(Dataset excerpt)
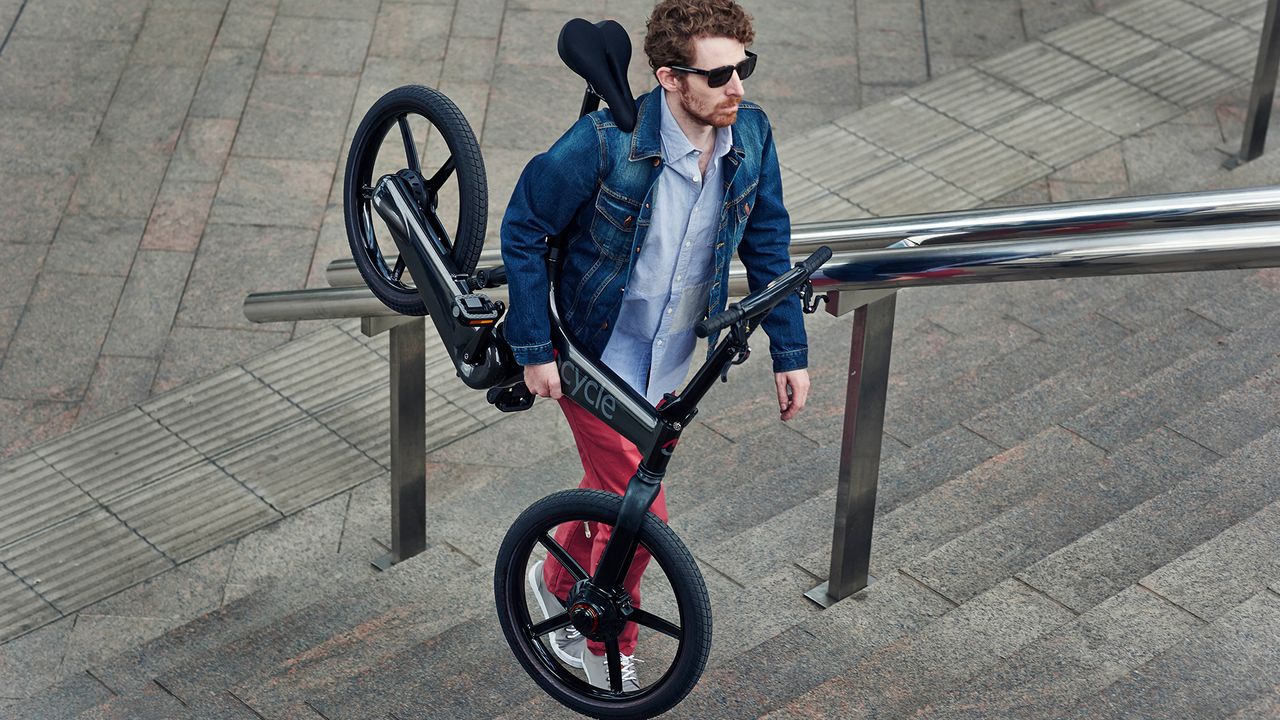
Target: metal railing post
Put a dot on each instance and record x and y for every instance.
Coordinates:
(859, 450)
(1264, 91)
(408, 440)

● **WRITTEN PROBLEM**
Rewrite every line of the items above, requests included, without the pictures, and multiply each coordinate in the answers by 1.45, rounding to whole numbers with halves rounded up.

● **CORRECT RESPONSE**
Target: metal railing post
Put a dot on each instance and record x and y for every instance.
Coordinates:
(1246, 653)
(1833, 132)
(592, 638)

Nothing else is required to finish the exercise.